::: PASSAGE GIVEN :::

THE BLOG

Does Brexit Mean CETA?

07/09/2016 14:03

It has been two months since the UK voted to leave the European Union and the UK Government's Brexit strategy is as unclear now as it was then. Not only has the UK Government not come to an agreement as to what it wants, it is ill-equipped to negotiate it.

So far the Prime Minister has stated that 'Brexit means Brexit' and has established two new ministries, the Department for Exiting the European Union and the Department for International Trade, to deliver whatever 'Brexit' means.

The Department for International Trade has secured only 10% of the trade negotiators it needs while the Department for Exiting the European Union gave its first statement yesterday after a summer of silence, which confirmed nothing but the fact that the government has absolutely no clue what its own position is.

Furthermore, it is estimated that the cost of securing the expertise the UK needs will cost £5bn over ten years with some lawyers already on open contracts worth £5,000 a day.

This UK government's uncertainty is echoed by the Labour Welsh Government and the Welsh Conservative branch, who have been exposed as having no firm position on their preferred Brexit scenario for Wales. Their strategy seems to consist of a series of vague measures to mitigate the impact of Brexit on our country. With no instruction from their dumbfounded superiors in London, no progress is being made anywhere.

::: DATA ROWS :::

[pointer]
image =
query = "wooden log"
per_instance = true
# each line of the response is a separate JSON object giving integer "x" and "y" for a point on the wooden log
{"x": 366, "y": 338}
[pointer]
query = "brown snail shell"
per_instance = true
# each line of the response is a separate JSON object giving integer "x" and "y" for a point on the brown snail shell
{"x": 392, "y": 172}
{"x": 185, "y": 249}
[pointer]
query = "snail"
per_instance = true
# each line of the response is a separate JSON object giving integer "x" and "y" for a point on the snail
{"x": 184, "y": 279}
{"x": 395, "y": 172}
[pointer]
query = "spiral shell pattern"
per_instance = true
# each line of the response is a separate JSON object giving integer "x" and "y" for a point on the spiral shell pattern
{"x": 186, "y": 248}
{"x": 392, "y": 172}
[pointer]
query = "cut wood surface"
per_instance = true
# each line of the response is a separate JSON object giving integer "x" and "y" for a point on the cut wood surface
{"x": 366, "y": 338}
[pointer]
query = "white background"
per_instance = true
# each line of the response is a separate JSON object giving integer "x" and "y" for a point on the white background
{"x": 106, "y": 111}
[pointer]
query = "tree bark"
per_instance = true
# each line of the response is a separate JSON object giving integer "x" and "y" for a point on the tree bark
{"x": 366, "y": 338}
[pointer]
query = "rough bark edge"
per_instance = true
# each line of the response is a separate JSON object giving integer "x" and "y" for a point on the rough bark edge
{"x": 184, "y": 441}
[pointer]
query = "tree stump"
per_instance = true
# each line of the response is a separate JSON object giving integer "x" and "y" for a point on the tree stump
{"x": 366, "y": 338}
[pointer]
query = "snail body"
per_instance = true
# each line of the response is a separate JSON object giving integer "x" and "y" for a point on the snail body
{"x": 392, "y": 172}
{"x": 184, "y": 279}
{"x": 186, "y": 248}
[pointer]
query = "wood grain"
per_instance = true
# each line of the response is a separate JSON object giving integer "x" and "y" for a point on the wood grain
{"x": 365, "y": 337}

:::
::: DATA ROWS :::

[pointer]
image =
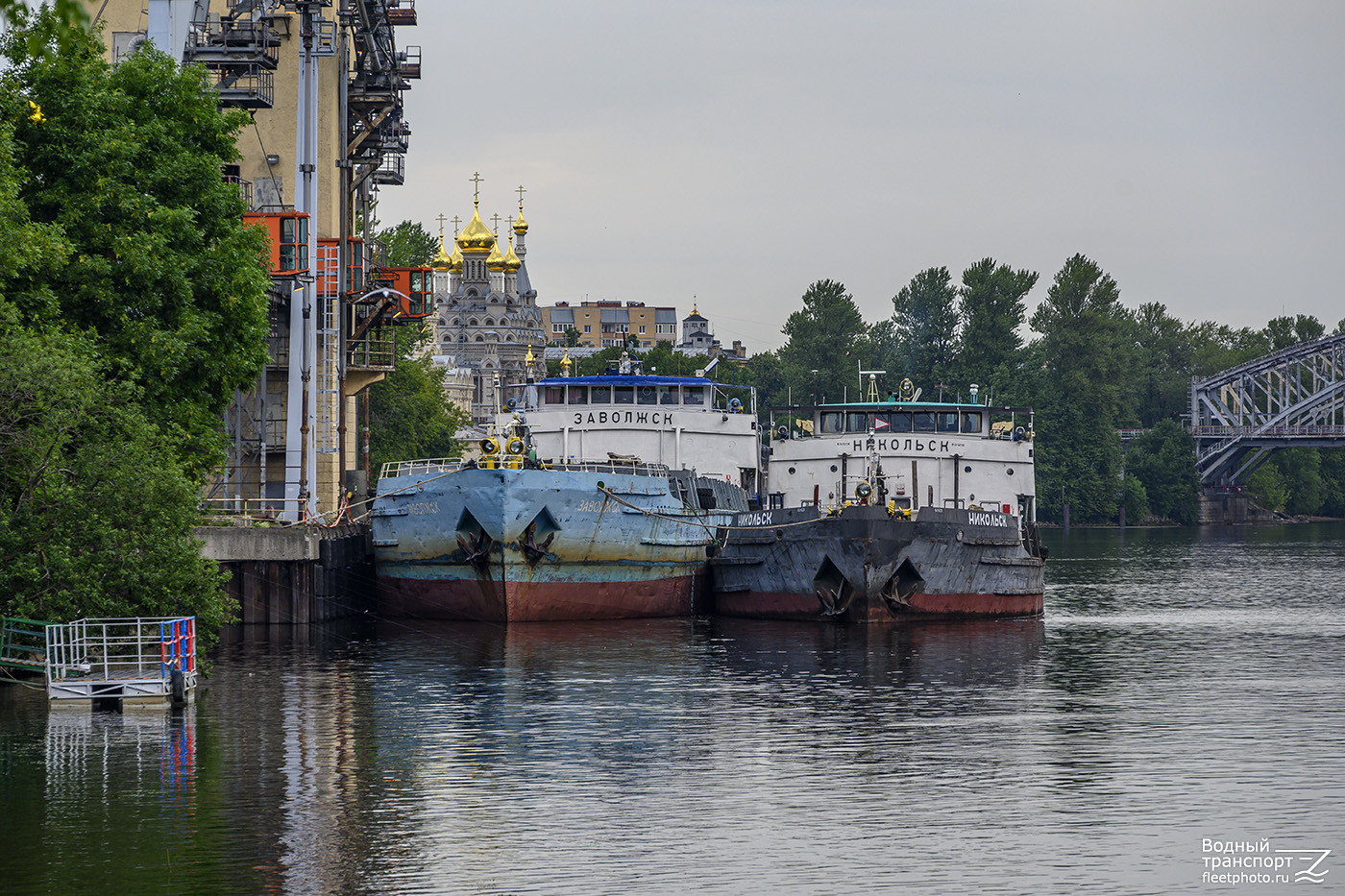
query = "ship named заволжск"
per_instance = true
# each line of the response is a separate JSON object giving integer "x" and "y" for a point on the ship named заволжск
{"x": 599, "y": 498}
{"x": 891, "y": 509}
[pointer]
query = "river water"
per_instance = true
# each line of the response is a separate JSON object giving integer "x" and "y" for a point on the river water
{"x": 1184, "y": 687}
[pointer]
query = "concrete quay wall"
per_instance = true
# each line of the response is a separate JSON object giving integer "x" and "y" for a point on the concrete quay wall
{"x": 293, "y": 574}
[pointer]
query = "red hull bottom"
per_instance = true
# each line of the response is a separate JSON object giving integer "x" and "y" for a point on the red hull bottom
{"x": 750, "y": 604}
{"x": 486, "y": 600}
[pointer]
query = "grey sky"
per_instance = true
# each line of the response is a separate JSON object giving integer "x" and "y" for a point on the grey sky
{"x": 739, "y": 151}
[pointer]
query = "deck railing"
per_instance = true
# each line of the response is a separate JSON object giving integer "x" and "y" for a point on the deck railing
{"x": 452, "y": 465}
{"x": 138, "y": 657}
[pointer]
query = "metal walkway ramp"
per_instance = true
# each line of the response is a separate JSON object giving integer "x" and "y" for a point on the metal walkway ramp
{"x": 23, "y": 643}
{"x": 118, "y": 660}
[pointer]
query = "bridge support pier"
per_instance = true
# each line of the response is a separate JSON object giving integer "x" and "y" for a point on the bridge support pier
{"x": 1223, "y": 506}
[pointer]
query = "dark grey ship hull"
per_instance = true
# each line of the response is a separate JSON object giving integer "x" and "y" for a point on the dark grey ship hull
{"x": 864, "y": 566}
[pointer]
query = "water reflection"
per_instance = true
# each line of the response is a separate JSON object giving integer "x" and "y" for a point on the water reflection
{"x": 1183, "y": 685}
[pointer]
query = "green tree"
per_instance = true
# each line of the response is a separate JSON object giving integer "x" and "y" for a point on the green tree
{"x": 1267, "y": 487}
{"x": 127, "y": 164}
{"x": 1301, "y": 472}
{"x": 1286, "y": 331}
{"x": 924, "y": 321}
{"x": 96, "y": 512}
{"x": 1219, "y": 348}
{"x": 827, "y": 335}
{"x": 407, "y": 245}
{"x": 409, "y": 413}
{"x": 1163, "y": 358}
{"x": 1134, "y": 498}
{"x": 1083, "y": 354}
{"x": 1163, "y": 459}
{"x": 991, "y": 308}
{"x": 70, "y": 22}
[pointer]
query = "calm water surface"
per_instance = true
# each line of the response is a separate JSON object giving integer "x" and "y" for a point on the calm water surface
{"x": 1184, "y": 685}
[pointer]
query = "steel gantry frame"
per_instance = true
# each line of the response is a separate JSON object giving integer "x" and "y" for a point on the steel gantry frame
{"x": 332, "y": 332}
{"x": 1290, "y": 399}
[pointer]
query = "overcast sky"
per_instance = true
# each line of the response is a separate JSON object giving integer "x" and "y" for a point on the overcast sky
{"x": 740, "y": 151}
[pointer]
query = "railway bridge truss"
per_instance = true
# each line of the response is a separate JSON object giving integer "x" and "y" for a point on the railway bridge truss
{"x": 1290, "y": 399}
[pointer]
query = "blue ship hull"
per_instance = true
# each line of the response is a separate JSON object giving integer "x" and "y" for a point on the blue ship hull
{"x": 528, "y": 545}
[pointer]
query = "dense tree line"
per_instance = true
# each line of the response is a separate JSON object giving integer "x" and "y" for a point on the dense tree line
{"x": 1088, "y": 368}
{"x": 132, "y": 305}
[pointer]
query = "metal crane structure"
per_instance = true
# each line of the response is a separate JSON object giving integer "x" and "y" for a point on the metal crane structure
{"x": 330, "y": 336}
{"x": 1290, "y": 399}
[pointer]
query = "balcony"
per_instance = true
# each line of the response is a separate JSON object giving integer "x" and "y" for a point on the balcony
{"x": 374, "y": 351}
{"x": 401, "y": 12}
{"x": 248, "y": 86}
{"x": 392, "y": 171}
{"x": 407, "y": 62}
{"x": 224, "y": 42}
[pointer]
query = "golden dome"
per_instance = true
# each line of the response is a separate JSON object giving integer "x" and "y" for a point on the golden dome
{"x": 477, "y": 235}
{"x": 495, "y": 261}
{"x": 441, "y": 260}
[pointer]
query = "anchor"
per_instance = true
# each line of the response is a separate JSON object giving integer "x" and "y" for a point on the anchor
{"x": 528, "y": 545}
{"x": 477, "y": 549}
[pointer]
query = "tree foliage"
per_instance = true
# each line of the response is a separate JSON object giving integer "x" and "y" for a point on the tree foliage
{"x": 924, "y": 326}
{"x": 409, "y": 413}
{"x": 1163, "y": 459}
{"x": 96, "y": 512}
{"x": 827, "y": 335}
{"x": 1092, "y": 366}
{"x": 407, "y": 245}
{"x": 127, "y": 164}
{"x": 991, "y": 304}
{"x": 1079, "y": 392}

:::
::: DATA ROWS :::

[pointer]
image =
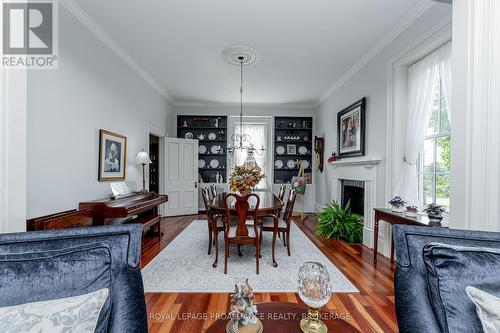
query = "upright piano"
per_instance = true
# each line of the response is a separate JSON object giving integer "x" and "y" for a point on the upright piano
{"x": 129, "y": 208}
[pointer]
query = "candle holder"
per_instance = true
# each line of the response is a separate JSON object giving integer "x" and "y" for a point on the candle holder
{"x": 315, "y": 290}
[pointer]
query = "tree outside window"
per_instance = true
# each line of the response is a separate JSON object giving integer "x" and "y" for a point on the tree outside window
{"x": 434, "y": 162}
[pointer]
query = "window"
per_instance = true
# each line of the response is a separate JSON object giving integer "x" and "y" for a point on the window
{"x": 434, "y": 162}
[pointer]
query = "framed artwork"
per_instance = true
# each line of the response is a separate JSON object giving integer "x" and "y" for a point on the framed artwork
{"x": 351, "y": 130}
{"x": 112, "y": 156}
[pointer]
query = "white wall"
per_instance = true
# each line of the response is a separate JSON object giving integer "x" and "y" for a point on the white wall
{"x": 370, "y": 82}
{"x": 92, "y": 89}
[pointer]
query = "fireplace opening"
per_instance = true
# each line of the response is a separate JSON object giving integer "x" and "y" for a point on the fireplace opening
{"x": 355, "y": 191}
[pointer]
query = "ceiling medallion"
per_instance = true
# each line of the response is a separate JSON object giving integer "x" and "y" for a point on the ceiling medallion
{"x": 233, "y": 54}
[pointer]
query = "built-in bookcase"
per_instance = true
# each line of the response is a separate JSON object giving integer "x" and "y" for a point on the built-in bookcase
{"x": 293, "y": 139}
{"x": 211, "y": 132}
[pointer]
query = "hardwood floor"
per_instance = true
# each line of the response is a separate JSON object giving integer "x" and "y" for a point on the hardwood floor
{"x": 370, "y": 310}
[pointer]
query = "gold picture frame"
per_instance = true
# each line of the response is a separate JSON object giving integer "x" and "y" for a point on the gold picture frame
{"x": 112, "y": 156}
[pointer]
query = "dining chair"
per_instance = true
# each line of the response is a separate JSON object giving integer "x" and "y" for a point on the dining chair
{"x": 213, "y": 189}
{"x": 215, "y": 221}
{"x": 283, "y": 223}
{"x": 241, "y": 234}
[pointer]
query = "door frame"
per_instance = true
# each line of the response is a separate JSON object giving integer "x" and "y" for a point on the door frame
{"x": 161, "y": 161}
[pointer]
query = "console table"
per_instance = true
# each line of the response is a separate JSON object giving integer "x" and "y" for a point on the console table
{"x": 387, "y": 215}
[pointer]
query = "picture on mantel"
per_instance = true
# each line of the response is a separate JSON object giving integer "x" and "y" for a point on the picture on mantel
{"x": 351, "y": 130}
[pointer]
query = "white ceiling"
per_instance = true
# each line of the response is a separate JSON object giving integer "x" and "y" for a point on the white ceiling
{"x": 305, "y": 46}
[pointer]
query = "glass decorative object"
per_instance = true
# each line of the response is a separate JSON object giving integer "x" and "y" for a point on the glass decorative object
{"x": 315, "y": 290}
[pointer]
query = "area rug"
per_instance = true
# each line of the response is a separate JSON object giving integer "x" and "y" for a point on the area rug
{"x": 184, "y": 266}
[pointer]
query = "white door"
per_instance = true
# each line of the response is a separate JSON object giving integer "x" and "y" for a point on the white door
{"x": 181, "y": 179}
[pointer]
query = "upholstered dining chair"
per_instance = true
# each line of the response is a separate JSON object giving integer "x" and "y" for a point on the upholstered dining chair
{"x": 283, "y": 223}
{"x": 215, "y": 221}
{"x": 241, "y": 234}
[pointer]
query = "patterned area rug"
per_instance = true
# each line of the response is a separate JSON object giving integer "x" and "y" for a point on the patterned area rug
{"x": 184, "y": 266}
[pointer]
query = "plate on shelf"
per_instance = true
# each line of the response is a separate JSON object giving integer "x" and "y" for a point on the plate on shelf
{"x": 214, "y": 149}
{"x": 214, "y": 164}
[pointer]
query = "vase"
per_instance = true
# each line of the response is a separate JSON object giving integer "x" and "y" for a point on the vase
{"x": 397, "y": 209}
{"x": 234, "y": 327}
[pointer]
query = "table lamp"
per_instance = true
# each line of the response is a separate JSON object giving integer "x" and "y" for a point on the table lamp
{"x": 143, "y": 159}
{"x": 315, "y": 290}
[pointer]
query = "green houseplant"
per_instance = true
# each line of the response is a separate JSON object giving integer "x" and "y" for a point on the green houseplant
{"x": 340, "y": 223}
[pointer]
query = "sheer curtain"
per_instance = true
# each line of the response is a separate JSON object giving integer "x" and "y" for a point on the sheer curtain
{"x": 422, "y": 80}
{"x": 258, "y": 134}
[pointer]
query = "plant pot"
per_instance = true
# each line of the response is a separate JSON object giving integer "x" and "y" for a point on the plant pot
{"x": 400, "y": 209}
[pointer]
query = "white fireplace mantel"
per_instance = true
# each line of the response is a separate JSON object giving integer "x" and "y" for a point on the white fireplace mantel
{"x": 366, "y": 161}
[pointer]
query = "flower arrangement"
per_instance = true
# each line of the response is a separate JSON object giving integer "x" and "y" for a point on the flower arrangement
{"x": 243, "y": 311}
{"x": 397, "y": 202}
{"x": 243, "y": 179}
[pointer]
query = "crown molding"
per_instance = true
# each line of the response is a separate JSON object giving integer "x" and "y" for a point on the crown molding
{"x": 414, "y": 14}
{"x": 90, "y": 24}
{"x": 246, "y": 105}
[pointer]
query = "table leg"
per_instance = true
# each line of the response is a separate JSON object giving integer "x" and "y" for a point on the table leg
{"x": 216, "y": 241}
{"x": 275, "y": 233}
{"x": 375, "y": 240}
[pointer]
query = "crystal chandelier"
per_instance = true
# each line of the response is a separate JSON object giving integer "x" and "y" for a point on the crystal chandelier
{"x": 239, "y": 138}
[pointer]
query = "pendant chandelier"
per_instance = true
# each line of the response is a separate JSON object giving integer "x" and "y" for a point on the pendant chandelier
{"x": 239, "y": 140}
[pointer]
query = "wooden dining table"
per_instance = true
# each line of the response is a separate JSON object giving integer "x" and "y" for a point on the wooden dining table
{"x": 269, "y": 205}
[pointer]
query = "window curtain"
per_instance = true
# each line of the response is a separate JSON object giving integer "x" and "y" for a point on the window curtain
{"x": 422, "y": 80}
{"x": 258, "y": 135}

:::

• WHAT THE EXERCISE ASKS:
List every organization or governing body named in the Brexit blog post.

• RESULT OF THE TASK:
- European Union
- UK Government
- Department for Exiting the European Union
- Department for International Trade
- Labour Welsh Government
- Welsh Conservative branch